§ WHAT THE TASK ASKS: Repeat verbatim what the listing holds, but not its pictures.

[INPUT]

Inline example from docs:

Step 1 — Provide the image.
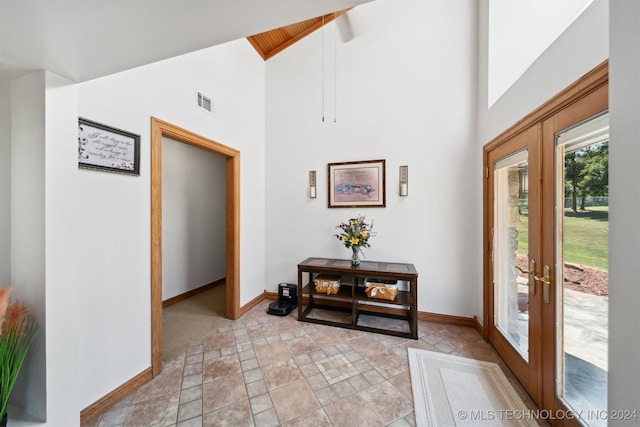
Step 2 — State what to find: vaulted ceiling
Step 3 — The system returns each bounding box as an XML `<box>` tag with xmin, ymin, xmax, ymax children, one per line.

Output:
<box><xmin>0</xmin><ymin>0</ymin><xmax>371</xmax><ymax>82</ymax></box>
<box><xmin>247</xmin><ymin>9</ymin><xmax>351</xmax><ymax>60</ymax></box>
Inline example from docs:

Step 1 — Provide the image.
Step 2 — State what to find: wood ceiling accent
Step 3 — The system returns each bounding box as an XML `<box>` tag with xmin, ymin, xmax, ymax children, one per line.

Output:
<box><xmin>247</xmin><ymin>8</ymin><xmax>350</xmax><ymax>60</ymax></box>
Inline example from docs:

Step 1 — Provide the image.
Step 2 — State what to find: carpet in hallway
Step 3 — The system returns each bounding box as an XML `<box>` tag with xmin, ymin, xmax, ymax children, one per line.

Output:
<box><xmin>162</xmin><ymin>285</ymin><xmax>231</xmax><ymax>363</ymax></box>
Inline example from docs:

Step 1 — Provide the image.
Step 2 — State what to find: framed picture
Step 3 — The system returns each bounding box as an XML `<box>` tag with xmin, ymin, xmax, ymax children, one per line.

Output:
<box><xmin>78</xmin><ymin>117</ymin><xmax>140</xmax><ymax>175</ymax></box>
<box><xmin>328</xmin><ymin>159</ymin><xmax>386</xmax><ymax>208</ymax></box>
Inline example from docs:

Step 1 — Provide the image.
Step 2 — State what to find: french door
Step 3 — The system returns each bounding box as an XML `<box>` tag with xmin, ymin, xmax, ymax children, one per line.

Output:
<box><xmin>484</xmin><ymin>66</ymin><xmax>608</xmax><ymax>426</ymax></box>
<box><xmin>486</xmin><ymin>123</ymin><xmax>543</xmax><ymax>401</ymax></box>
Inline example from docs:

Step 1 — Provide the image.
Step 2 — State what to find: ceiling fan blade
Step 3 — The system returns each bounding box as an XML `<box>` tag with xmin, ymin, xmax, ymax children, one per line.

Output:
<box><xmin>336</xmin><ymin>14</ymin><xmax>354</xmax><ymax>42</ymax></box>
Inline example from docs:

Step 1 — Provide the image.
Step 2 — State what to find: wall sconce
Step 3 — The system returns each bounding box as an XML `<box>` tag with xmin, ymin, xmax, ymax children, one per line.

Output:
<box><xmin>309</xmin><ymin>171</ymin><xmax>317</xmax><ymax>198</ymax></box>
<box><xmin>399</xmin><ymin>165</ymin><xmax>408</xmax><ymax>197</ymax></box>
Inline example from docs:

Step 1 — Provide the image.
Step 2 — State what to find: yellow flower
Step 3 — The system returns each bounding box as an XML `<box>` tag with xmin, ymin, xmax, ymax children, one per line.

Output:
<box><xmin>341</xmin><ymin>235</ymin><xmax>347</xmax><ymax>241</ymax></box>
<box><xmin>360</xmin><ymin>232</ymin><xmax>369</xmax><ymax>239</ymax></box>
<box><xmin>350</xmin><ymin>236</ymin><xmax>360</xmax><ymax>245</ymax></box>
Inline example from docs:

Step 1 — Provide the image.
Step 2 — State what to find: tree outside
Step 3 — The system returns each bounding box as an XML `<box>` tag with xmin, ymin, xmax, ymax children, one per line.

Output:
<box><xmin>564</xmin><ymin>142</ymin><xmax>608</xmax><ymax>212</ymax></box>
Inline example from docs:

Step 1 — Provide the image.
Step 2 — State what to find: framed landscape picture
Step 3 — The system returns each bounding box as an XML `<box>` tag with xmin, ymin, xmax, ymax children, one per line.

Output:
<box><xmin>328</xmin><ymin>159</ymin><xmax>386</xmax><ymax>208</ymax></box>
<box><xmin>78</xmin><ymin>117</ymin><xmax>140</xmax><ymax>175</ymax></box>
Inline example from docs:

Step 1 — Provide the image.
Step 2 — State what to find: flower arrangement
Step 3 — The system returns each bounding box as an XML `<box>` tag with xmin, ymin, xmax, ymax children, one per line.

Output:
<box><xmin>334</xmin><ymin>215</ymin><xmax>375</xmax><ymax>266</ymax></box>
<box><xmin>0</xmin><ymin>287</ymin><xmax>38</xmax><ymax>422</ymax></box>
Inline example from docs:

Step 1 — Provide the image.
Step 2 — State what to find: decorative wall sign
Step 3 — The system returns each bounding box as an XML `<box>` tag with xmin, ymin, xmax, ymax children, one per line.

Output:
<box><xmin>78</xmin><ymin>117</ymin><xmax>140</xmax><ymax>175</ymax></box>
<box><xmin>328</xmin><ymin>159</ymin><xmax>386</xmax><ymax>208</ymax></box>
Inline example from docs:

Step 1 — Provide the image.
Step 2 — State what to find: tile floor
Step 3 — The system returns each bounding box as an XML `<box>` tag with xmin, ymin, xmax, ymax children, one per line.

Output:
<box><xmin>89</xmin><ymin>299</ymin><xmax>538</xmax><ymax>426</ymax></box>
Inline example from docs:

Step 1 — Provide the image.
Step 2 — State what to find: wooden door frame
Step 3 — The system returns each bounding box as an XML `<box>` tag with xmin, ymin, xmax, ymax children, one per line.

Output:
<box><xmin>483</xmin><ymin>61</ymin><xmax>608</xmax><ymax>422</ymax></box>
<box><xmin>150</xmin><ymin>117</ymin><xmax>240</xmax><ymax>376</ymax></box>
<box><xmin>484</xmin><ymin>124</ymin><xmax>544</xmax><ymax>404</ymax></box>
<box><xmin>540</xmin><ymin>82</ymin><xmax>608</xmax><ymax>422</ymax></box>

[/INPUT]

§ EXERCISE RESPONSE:
Inline example from docs:

Step 1 — Provide the image.
Step 2 — State what to find: vaulted ceiling
Step 3 — The system returns each bounding box as an XML `<box>` tag with xmin, ymin, xmax, ymax children, one per line.

Output:
<box><xmin>0</xmin><ymin>0</ymin><xmax>371</xmax><ymax>82</ymax></box>
<box><xmin>247</xmin><ymin>9</ymin><xmax>351</xmax><ymax>60</ymax></box>
Inline example from docs:

Step 1 — Provide the image.
Step 2 — State what to find: wood ceiling accent
Step 3 — The system returns each bounding box as an XML `<box>` tag with xmin, ymin, xmax, ymax children, one per line.

Output:
<box><xmin>247</xmin><ymin>8</ymin><xmax>350</xmax><ymax>60</ymax></box>
Inline example from docs:

Step 1 — Provide the image.
Step 2 — State what to find: carpet in hallway
Step 3 — The system returns each bounding box as an XML `<box>` tag with xmin, ymin, xmax, ymax children, one per line.

Output:
<box><xmin>162</xmin><ymin>285</ymin><xmax>231</xmax><ymax>363</ymax></box>
Inline example from docs:

Step 1 — Provide the image.
Step 2 — State what to find: framed picture
Step 3 — The system returns each bounding box as an XML `<box>` tag with xmin, ymin, xmax, ymax children, one per line.

Output:
<box><xmin>78</xmin><ymin>117</ymin><xmax>140</xmax><ymax>175</ymax></box>
<box><xmin>328</xmin><ymin>159</ymin><xmax>386</xmax><ymax>208</ymax></box>
Inline example from docs:

Step 1 — Provide the image.
Step 2 — State what to find: french door
Step 3 — The system returns each bounding box as an XML `<box>` tag with xmin, ymin, xmax, ymax children, one per line.

Output:
<box><xmin>484</xmin><ymin>66</ymin><xmax>608</xmax><ymax>426</ymax></box>
<box><xmin>486</xmin><ymin>123</ymin><xmax>543</xmax><ymax>401</ymax></box>
Inline example from docs:

Step 1 — Provide the image.
Step 2 — State what to find: ceiling fan blade
Step 3 — The system returns each bounding box as an XML `<box>` tag with xmin, ymin, xmax, ymax children, one per line.

Output:
<box><xmin>336</xmin><ymin>14</ymin><xmax>354</xmax><ymax>42</ymax></box>
Inline example from docs:

Step 1 — Provide the image.
Step 2 — State what to find: wall sconce
Step 3 — The system returns each bounding box as an XML `<box>` tag with xmin, ymin, xmax, ymax children, one per line.

Output:
<box><xmin>309</xmin><ymin>171</ymin><xmax>317</xmax><ymax>198</ymax></box>
<box><xmin>399</xmin><ymin>165</ymin><xmax>408</xmax><ymax>197</ymax></box>
Inline example from docs:

Step 1 — Provide the image.
Step 2 — State what to find: yellow flower
Step 3 — The system returns each bounding box as an XML `<box>` tag with xmin, ymin, xmax, ymax children, one per line.

Output:
<box><xmin>341</xmin><ymin>235</ymin><xmax>347</xmax><ymax>241</ymax></box>
<box><xmin>360</xmin><ymin>232</ymin><xmax>369</xmax><ymax>239</ymax></box>
<box><xmin>350</xmin><ymin>236</ymin><xmax>360</xmax><ymax>245</ymax></box>
Inline example from docs:

Step 1 — Provide the image.
Step 2 — State what to find: tree outside
Step 3 — The system returns each bounding box as an XML `<box>` tag with xmin, ymin, xmax, ymax children, one per line.

Output:
<box><xmin>564</xmin><ymin>142</ymin><xmax>608</xmax><ymax>212</ymax></box>
Inline example from docs:

Step 1 — Provide the image.
Step 2 — State what to find: framed landscape picture
Step 3 — The system returns each bounding box as an XML `<box>` tag with xmin, ymin, xmax, ymax children, one per line.

Output:
<box><xmin>328</xmin><ymin>159</ymin><xmax>386</xmax><ymax>208</ymax></box>
<box><xmin>78</xmin><ymin>117</ymin><xmax>140</xmax><ymax>175</ymax></box>
Inline example from docs:

Step 1 — Provide the image.
Step 2 — State what to find: flower arrangement
Step 3 — The system returns each bounding box as an XML `<box>` tag with xmin, ymin, xmax, ymax children, one per line.

Output:
<box><xmin>334</xmin><ymin>215</ymin><xmax>375</xmax><ymax>266</ymax></box>
<box><xmin>0</xmin><ymin>287</ymin><xmax>38</xmax><ymax>422</ymax></box>
Inline example from docs:

Step 1 — Provide the image.
Step 2 — State what to find: decorative wall sign
Step 3 — The system returns each bounding box as an XML `<box>` tag with xmin, ymin, xmax, ymax children, one per line.

Output:
<box><xmin>78</xmin><ymin>117</ymin><xmax>140</xmax><ymax>175</ymax></box>
<box><xmin>328</xmin><ymin>159</ymin><xmax>386</xmax><ymax>208</ymax></box>
Inline example from docs:

Step 1 — Provide the image.
Step 2 — State what to find: tile floor
Step 3 — The system returns each bounding box as an XML `<box>` tag with xmin, ymin, xmax, ymax children, one per line.

Output:
<box><xmin>89</xmin><ymin>299</ymin><xmax>538</xmax><ymax>426</ymax></box>
Inline example from docs:

Step 1 — Provide the image.
Step 2 — State what to find: wooden door frame
Step 3 — The system returns each bounding box as an XML `<box>` tag with xmin, ymin, xmax, ymax children, one per line.

Output:
<box><xmin>483</xmin><ymin>61</ymin><xmax>608</xmax><ymax>422</ymax></box>
<box><xmin>150</xmin><ymin>117</ymin><xmax>240</xmax><ymax>376</ymax></box>
<box><xmin>484</xmin><ymin>124</ymin><xmax>544</xmax><ymax>404</ymax></box>
<box><xmin>540</xmin><ymin>82</ymin><xmax>608</xmax><ymax>422</ymax></box>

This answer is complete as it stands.